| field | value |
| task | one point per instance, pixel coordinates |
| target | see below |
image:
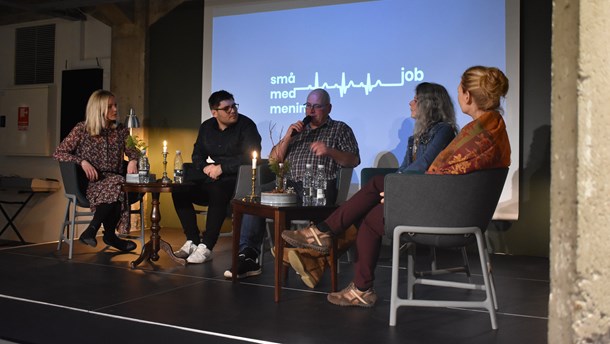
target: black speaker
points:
(76, 88)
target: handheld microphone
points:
(306, 121)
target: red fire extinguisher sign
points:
(23, 118)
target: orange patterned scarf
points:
(481, 144)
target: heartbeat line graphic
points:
(368, 85)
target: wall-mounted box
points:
(29, 114)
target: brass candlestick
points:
(165, 179)
(252, 197)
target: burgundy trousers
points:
(363, 209)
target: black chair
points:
(369, 172)
(75, 185)
(443, 211)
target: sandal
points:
(351, 296)
(309, 237)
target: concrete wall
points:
(78, 45)
(580, 186)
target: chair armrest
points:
(464, 200)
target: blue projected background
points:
(369, 55)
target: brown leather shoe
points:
(309, 237)
(300, 264)
(351, 296)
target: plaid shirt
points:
(335, 134)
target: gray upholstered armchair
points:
(441, 211)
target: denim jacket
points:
(430, 144)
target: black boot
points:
(111, 239)
(88, 236)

- _Set task_:
Convert every line of the records above into a numbered list, skipping any blank lines and leaving out the pictures.

- _Response below_:
1. | field | value |
2. | task | one point per instance, pixel coordinates |
3. | target | see below |
4. image:
5. target: black speaker
6. points:
7. (76, 88)
8. target: handheld microphone
9. points:
10. (306, 121)
11. target: red fire extinguisher sign
12. points:
13. (23, 118)
14. target: orange patterned scarf
15. points:
16. (481, 144)
17. target: heartbeat line graphic
18. points:
19. (368, 85)
20. target: wall-mounted box
21. points:
22. (29, 114)
23. target: brass candlestick
24. points:
25. (165, 179)
26. (252, 197)
27. target: burgundy trousers
28. points:
29. (363, 209)
30. target: black chair
31. points:
32. (369, 172)
33. (75, 185)
34. (443, 211)
35. target: sandal
36. points:
37. (351, 296)
38. (309, 237)
39. target: concrete wall
40. points:
41. (78, 45)
42. (580, 186)
43. target: chair armrest
44. points:
45. (464, 200)
46. target: blue projected background
47. points:
48. (369, 55)
49. target: brown leather shoe
50. points:
51. (309, 237)
52. (300, 264)
53. (351, 296)
54. target: plaid shirt
55. points:
56. (335, 134)
57. target: gray upholstered armchair
58. points:
59. (441, 211)
60. target: denim jacket
61. points:
62. (430, 144)
63. target: black boot
64. points:
65. (111, 239)
66. (88, 236)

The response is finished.